## Task objective
Skip the images and return the records below exactly.

## Data for processing
------------------------------------------------------------

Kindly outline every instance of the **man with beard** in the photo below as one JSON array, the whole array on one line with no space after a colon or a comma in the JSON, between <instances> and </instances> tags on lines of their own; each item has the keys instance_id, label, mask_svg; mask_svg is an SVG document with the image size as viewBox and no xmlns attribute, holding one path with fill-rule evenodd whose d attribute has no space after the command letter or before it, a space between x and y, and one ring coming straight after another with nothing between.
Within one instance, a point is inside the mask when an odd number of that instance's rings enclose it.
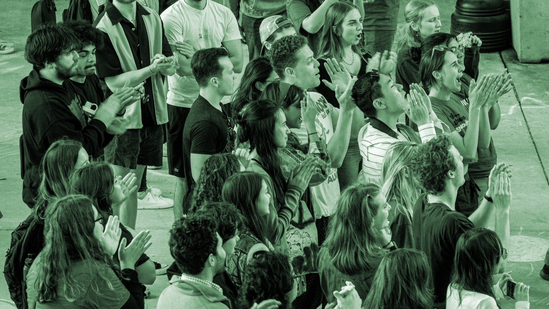
<instances>
[{"instance_id":1,"label":"man with beard","mask_svg":"<svg viewBox=\"0 0 549 309\"><path fill-rule=\"evenodd\" d=\"M40 183L40 161L53 142L64 137L77 140L96 157L113 139L112 134L125 129L123 123L113 120L131 101L133 89L125 87L117 91L91 119L82 111L86 100L72 84L64 82L76 75L76 49L80 45L74 34L59 24L44 25L27 38L25 58L33 68L20 86L24 104L20 148L23 201L30 208L34 206Z\"/></svg>"},{"instance_id":2,"label":"man with beard","mask_svg":"<svg viewBox=\"0 0 549 309\"><path fill-rule=\"evenodd\" d=\"M203 213L175 222L170 230L170 252L183 272L173 275L158 299L158 309L231 308L214 277L225 271L226 253L217 221Z\"/></svg>"}]
</instances>

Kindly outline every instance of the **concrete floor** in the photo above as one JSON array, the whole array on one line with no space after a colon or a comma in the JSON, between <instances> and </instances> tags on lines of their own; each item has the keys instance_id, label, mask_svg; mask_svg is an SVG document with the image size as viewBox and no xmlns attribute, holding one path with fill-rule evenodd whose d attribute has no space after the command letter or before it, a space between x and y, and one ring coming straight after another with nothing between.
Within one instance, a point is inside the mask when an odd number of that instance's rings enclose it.
<instances>
[{"instance_id":1,"label":"concrete floor","mask_svg":"<svg viewBox=\"0 0 549 309\"><path fill-rule=\"evenodd\" d=\"M31 70L24 59L24 49L30 33L30 9L34 0L0 0L0 40L14 42L15 51L0 55L0 205L4 217L0 219L0 247L7 247L10 234L19 223L27 217L29 209L21 200L22 180L19 173L19 137L21 133L23 106L19 96L19 83ZM442 31L448 32L450 14L455 1L435 1L439 5ZM68 7L68 0L57 0L58 20ZM407 1L401 2L399 21L402 23L404 8ZM8 5L9 4L9 5ZM244 54L247 55L245 47ZM512 73L516 92L510 92L500 100L502 118L499 128L492 131L497 150L498 161L513 164L513 203L511 209L512 246L509 250L508 266L513 277L531 286L532 308L549 308L549 282L542 280L538 273L549 247L549 181L543 164L549 164L549 147L545 122L549 115L549 64L519 63L512 49L498 53L482 54L481 74L499 73L505 65ZM164 161L164 166L167 166ZM549 166L547 166L549 168ZM167 168L148 173L149 185L162 190L163 195L172 197L173 179ZM545 209L545 210L543 210ZM167 247L167 231L173 220L171 209L140 210L138 230L153 232L153 246L147 253L159 262L172 261ZM0 258L0 263L4 259ZM152 295L147 307L155 308L158 297L168 285L165 275L158 276L149 288ZM503 302L503 308L514 308L514 302ZM0 308L14 308L6 284L0 279Z\"/></svg>"}]
</instances>

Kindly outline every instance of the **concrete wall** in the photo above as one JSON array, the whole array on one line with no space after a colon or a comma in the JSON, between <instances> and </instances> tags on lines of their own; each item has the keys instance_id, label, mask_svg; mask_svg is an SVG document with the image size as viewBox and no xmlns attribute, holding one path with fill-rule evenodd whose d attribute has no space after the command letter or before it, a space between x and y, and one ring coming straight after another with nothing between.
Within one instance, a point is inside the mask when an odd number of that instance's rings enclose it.
<instances>
[{"instance_id":1,"label":"concrete wall","mask_svg":"<svg viewBox=\"0 0 549 309\"><path fill-rule=\"evenodd\" d=\"M513 47L520 62L549 60L549 1L511 0Z\"/></svg>"}]
</instances>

------------------------------------------------------------

## Output below
Kindly outline every instance of the **man with beard** in the photo below as one JSON array, the whole array on one line with no space after a colon or a comma in the JSON, between <instances> and </instances> tags on lines of their own; each item has the keys instance_id, label, mask_svg; mask_svg is an SVG document with the image size as viewBox and no xmlns attribute, holding one path with fill-rule evenodd whose d attribute has no space after the command letter or before it, a space between x and y, and one ring coming straight after another with nothing between.
Within one instance, a point is inside the mask when an odd number of that instance's rings enclose it.
<instances>
[{"instance_id":1,"label":"man with beard","mask_svg":"<svg viewBox=\"0 0 549 309\"><path fill-rule=\"evenodd\" d=\"M40 183L40 161L53 142L64 137L77 140L96 157L113 139L112 134L125 129L123 123L113 120L131 101L133 89L125 87L117 91L91 119L82 111L86 100L72 84L64 82L76 75L76 49L80 45L74 34L59 24L44 25L27 38L25 58L33 68L20 86L24 104L20 148L23 201L30 208L34 206Z\"/></svg>"},{"instance_id":2,"label":"man with beard","mask_svg":"<svg viewBox=\"0 0 549 309\"><path fill-rule=\"evenodd\" d=\"M203 213L175 222L170 230L170 252L183 272L173 275L158 299L158 309L231 308L214 277L225 271L226 253L217 221Z\"/></svg>"}]
</instances>

Kindly outline every instance of the **concrete floor** in the photo above as one JSON array, the whole array on one line with no space after a colon or a comma in the JSON, between <instances> and </instances> tags on lines of their own; each item has the keys instance_id, label, mask_svg; mask_svg is an SVG document with the image size as viewBox and no xmlns attribute, holding one path with fill-rule evenodd whose d attribute has no space after the command letter or before it, a space between x and y, and one ring coming straight after another with nothing between.
Within one instance, a point is inside the mask when an odd number of that instance's rings enclose it.
<instances>
[{"instance_id":1,"label":"concrete floor","mask_svg":"<svg viewBox=\"0 0 549 309\"><path fill-rule=\"evenodd\" d=\"M31 70L24 59L24 49L30 33L30 9L34 0L0 0L0 40L14 42L15 51L0 55L0 205L4 217L0 219L0 247L7 247L10 234L19 223L27 217L29 209L21 200L22 180L19 173L19 137L21 133L23 106L19 96L19 83ZM442 31L448 32L450 14L455 1L435 1L439 5ZM68 7L68 0L57 0L58 20ZM407 1L401 2L399 21L402 23L404 8ZM8 5L9 4L9 5ZM244 54L247 55L245 47ZM512 73L516 92L510 92L500 100L502 118L499 128L492 131L497 150L498 161L513 164L513 203L511 209L512 246L509 250L508 266L513 277L531 286L532 308L549 308L549 282L542 280L538 273L549 247L549 181L543 164L549 164L549 147L545 122L549 115L549 64L519 63L512 49L498 53L482 54L481 74L499 73L505 65ZM164 161L164 166L167 166ZM549 166L547 166L549 168ZM167 168L148 173L149 185L162 190L163 195L172 197L173 179ZM545 209L545 210L543 210ZM167 247L167 231L173 220L171 209L140 210L138 230L153 232L153 246L147 253L159 262L172 261ZM0 258L0 263L4 259ZM152 295L147 307L155 308L158 297L168 285L165 275L158 276L149 288ZM503 302L503 308L514 308L514 302ZM0 308L14 308L6 284L0 279Z\"/></svg>"}]
</instances>

Kindly outline every instance of the **concrete wall** in the photo above as one JSON array, the whole array on one line with no space after a colon or a comma in the JSON, between <instances> and </instances> tags on lines of their own; each item has the keys instance_id, label, mask_svg; mask_svg is an SVG document with the image size as viewBox and no xmlns attribute, holding one path with fill-rule evenodd whose d attribute has no space after the command letter or before it, a space between x and y, and one ring coming straight after another with nothing between.
Within one instance, a point is inside the mask when an odd number of that instance's rings enclose it.
<instances>
[{"instance_id":1,"label":"concrete wall","mask_svg":"<svg viewBox=\"0 0 549 309\"><path fill-rule=\"evenodd\" d=\"M513 47L520 62L549 60L549 1L511 0Z\"/></svg>"}]
</instances>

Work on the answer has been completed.